# Exercise aim:
Could you render the entries below as a numbered list, with blank lines dropped and the pictures left out?

Dataset entries on object locations

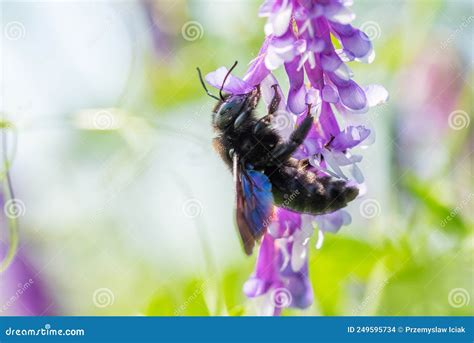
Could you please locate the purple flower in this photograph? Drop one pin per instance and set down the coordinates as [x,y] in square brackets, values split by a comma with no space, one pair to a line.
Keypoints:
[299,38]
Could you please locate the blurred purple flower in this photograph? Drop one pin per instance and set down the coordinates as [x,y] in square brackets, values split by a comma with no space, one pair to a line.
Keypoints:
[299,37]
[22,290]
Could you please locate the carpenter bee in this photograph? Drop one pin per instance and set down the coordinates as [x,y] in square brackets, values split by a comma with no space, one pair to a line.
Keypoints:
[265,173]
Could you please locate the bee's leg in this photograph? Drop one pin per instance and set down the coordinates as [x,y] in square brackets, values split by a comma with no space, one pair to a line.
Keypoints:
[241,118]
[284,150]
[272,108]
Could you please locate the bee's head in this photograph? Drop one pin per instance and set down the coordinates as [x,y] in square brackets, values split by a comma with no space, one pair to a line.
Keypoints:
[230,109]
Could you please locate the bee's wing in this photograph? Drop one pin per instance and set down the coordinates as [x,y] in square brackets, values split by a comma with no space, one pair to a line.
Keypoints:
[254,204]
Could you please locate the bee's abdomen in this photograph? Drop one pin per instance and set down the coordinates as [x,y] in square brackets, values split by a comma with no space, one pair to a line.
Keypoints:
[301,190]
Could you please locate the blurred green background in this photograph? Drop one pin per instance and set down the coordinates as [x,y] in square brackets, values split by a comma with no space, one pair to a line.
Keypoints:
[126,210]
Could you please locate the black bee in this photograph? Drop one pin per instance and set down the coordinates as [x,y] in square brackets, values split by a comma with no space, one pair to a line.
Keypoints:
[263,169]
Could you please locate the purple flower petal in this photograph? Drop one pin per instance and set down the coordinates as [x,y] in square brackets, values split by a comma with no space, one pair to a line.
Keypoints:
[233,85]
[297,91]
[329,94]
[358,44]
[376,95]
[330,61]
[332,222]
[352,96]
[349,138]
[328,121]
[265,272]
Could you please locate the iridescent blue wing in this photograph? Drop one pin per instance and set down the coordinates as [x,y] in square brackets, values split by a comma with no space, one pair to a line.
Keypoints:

# Solution for this problem:
1. Could you please locate the purple flower in this photograph? Drop one pin per instance and set down the coordinates as [x,y] in square brackets, values split by a comma with no space, one pair to a line.
2. Keypoints:
3. [299,38]
4. Could you please locate the blurred purple flower in this photograph? Drop one pin per instance and set down the coordinates as [x,y] in square brackets, values split by a comma with no space, one pair to a line.
5. Keypoints:
6. [299,37]
7. [22,290]
8. Could you please locate the carpenter bee in this photograph? Drop one pin per instance and set down the coordinates as [x,y] in square brackets, values split by a comma with no space, one pair to a line.
9. Keypoints:
10. [265,173]
11. Could you please locate the bee's leg in this photograph? Drop one pin per instance and set down the coordinates as [x,y] in square brackets, values split by a comma with no space, one pair to a line.
12. Keypoints:
13. [241,118]
14. [284,150]
15. [272,108]
16. Could you please locate the bee's head in this photograph? Drop one pin per instance and set down the coordinates as [x,y] in square brackets, values split by a comma with no space, one pair to a line.
17. Keypoints:
18. [230,109]
19. Could you please locate the bee's wing in this photograph? Drop one pin per instance and set down the coordinates as [x,y] in square brackets, values split by a comma with no space, one pair to a line.
20. Keypoints:
21. [254,204]
22. Could you please locate the bee's abdomen in this photograph? Drop one pin per instance and set down the coordinates as [x,y] in square brackets, values split by a comma with no space, one pair to a line.
23. Keypoints:
24. [301,190]
25. Could you please locate the blurred green background in this photograph? Drop one pin per instance and set down the coordinates as [x,y] in square brackets, values split by a comma with no space, one pair to a line.
26. Keypoints:
27. [126,210]
28. Could you please locate the black bee in this photograph? Drop one pin per instance and set down the coordinates as [x,y] in square brackets, values split by a comma with no space, one pair to a line.
29. Keypoints:
30. [263,169]
31. Could you please locate the purple flower petal in this photograph? Drop one pin per instance and set down the coordinates as [x,y] in square brackets, values split by a comma with no space, one pair to a line.
32. Keypoints:
33. [233,85]
34. [297,91]
35. [329,94]
36. [358,44]
37. [376,95]
38. [330,61]
39. [332,222]
40. [352,96]
41. [349,138]
42. [328,121]
43. [265,272]
44. Could you please locate the iridescent blue wing in this photograph? Drop one pin per instance and set down the coordinates as [x,y] in square brackets, values split by a comma with no space, one pair to a line.
45. Keypoints:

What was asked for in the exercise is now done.